# What is required:
Could you show all lines in the entries below that contain the string "shaped"?

# Image point grounding data:
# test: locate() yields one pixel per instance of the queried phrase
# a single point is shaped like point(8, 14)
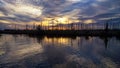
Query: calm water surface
point(20, 51)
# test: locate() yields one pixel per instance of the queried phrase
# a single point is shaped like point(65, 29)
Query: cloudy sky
point(85, 11)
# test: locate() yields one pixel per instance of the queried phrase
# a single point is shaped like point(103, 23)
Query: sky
point(35, 11)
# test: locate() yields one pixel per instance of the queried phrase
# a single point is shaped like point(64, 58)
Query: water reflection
point(20, 51)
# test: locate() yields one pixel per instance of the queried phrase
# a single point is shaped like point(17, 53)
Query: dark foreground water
point(20, 51)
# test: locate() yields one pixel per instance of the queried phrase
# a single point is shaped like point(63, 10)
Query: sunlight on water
point(59, 52)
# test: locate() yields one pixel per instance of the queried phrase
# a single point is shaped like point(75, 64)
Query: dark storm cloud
point(78, 9)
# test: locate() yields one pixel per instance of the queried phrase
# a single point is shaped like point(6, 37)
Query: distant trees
point(38, 27)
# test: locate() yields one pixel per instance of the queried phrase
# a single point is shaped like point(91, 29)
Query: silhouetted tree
point(106, 26)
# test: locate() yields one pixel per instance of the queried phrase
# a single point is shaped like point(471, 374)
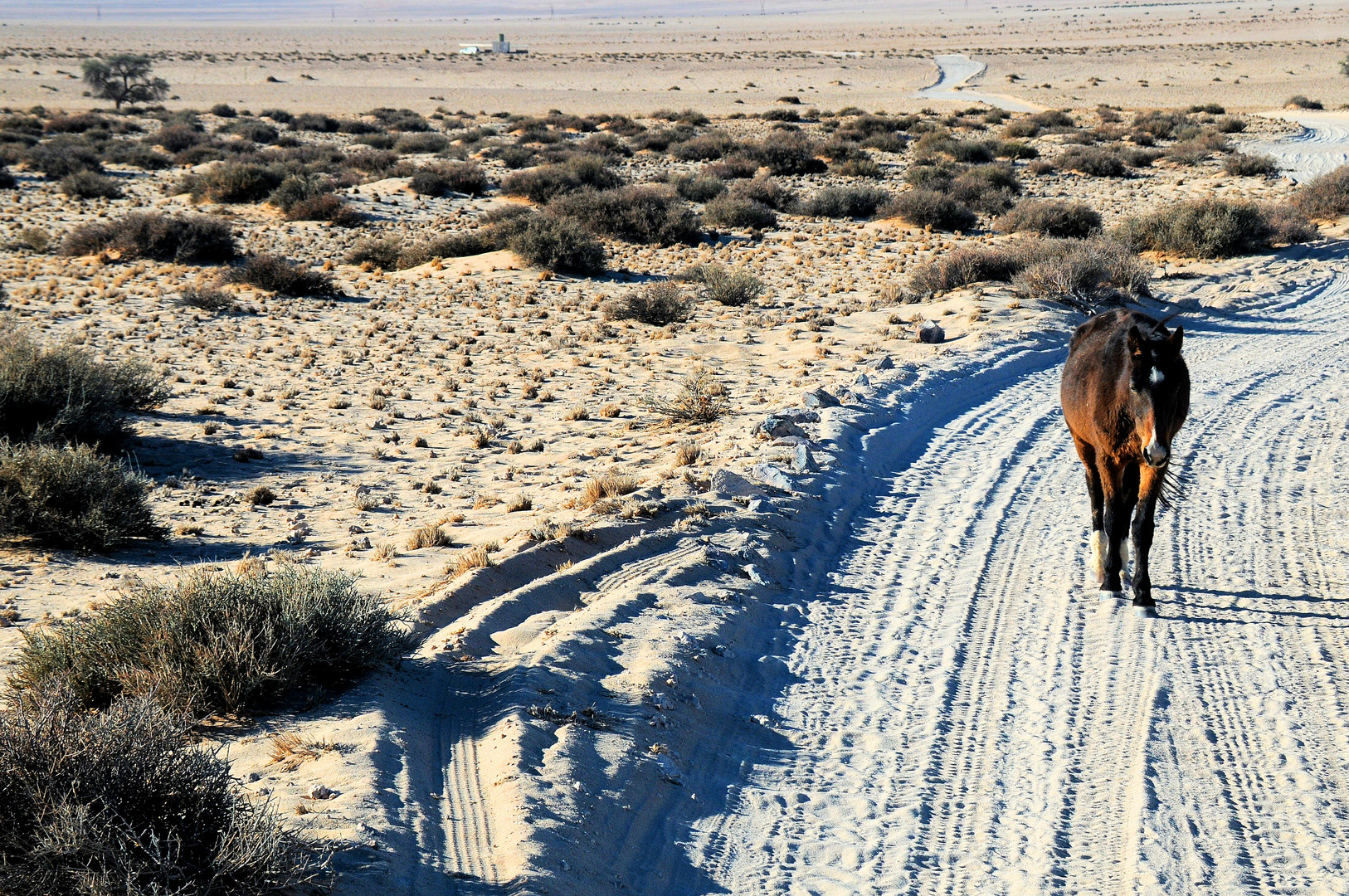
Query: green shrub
point(217, 641)
point(1243, 165)
point(460, 177)
point(656, 304)
point(277, 274)
point(234, 183)
point(928, 208)
point(1213, 228)
point(62, 394)
point(187, 239)
point(1051, 217)
point(1327, 197)
point(633, 213)
point(86, 185)
point(547, 181)
point(71, 497)
point(558, 243)
point(126, 801)
point(733, 211)
point(846, 202)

# Exercise result:
# a single point is shaped like point(8, 14)
# a single point is shaped like point(65, 29)
# a single point is shaped like point(103, 23)
# a single point is shaped like point(64, 58)
# a single point is shaped like point(17, 53)
# a single point is shaped like point(63, 10)
# a single point is shaped like point(75, 64)
# a single point is shaped like point(6, 37)
# a single point is shaped like point(91, 29)
# a single point is shaped like point(471, 374)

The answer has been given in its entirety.